**ASSIGNMENT:**
Give back every entry in full, exactly as it reads.

**STUDY MATERIAL:**
*****
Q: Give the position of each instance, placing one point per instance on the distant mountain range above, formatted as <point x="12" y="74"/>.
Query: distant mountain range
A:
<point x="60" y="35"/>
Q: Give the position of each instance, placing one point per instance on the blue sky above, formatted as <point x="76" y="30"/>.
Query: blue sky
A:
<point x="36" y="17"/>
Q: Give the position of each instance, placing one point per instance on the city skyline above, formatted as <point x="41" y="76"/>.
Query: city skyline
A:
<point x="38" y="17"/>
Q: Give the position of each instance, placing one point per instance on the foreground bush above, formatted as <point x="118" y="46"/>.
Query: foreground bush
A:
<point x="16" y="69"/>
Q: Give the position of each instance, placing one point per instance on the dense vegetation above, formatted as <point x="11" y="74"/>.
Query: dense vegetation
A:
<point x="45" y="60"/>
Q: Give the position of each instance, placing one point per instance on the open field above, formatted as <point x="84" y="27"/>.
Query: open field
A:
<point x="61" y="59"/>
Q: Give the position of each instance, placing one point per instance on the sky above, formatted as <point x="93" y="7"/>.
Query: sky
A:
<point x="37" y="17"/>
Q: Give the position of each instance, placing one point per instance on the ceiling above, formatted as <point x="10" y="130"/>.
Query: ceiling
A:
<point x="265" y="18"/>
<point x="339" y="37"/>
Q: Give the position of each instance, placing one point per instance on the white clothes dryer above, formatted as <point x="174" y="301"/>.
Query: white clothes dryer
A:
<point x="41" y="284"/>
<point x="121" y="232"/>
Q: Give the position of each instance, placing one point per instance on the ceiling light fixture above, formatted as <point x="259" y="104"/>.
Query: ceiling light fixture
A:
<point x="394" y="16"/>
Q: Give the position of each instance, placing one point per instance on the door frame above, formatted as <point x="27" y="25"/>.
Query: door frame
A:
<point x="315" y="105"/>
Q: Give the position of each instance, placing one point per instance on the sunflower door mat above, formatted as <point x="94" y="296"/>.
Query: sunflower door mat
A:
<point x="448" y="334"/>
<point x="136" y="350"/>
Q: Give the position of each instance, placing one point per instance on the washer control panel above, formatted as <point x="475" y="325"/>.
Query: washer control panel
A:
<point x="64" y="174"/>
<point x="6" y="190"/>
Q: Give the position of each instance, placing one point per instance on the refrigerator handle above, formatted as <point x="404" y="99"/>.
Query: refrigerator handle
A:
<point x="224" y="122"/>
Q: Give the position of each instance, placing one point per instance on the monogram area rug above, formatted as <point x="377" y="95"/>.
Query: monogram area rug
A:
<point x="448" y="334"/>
*****
**RESPONSE TO THIS TASK:**
Q: Give the position of each instance, placing one point per instance on the distant mountain range above, formatted as <point x="12" y="74"/>.
Query: distant mountain range
A:
<point x="60" y="35"/>
Q: Give the position of each instance, placing one point per instance on the blue sky above, formatted as <point x="76" y="30"/>.
Query: blue sky
A:
<point x="36" y="17"/>
Q: Give the position of each instance, placing one point per instance on the city skyline above, formatted as <point x="41" y="76"/>.
Query: city skyline
A:
<point x="38" y="17"/>
Q: Give the position of each instance, placing one point per instance on the foreground bush above, formatted as <point x="118" y="46"/>.
Query: foreground bush
A:
<point x="16" y="69"/>
Q: Give the position of each instance, placing one point per instance on the dense vegetation above, formatted as <point x="11" y="74"/>.
Query: dense vegetation
A:
<point x="45" y="60"/>
Q: Give the position of each instance, placing one point per instance on the open field above, formatted as <point x="84" y="27"/>.
Query: open field
A:
<point x="61" y="59"/>
Q: Give the position of each instance, placing one point per instance on the sky above, formatted as <point x="93" y="7"/>.
Query: sky
A:
<point x="37" y="17"/>
Q: Give the position of each instance, placing one point per instance on the ceiling above, formatted as <point x="10" y="130"/>.
Query: ceiling
A:
<point x="265" y="18"/>
<point x="339" y="37"/>
Q: Give the position of each instance, placing one point per instance on the white clothes dryer above, formatted as <point x="174" y="301"/>.
Query: white clothes dryer
A:
<point x="41" y="284"/>
<point x="121" y="232"/>
Q: Give the position of each instance, placing one point per instance on the ceiling light fixture above, formatted as <point x="259" y="104"/>.
Query: ceiling light fixture
A:
<point x="394" y="16"/>
Q: Give the position of each instance, placing one point per instance on the door frame above, formatted as <point x="27" y="25"/>.
Query: door frame
A:
<point x="315" y="105"/>
Q: Give the position of each instance, placing one point per instance on the sunflower door mat above, formatted as <point x="94" y="296"/>.
Query: sunflower door mat
A:
<point x="448" y="334"/>
<point x="136" y="350"/>
Q: Give the position of each instance, placing one point per instance on the washer control panel above, formatted as <point x="475" y="325"/>.
Query: washer control panel
A:
<point x="64" y="174"/>
<point x="6" y="190"/>
Q: Give the position of each instance, placing one point per instance on the refrigerator handle above, formatted as <point x="404" y="99"/>.
Query: refrigerator handle
A:
<point x="224" y="122"/>
Q: Give the position of each instance, placing one point per instance on the monogram area rug above, formatted as <point x="377" y="95"/>.
Query: monogram area rug
A:
<point x="448" y="334"/>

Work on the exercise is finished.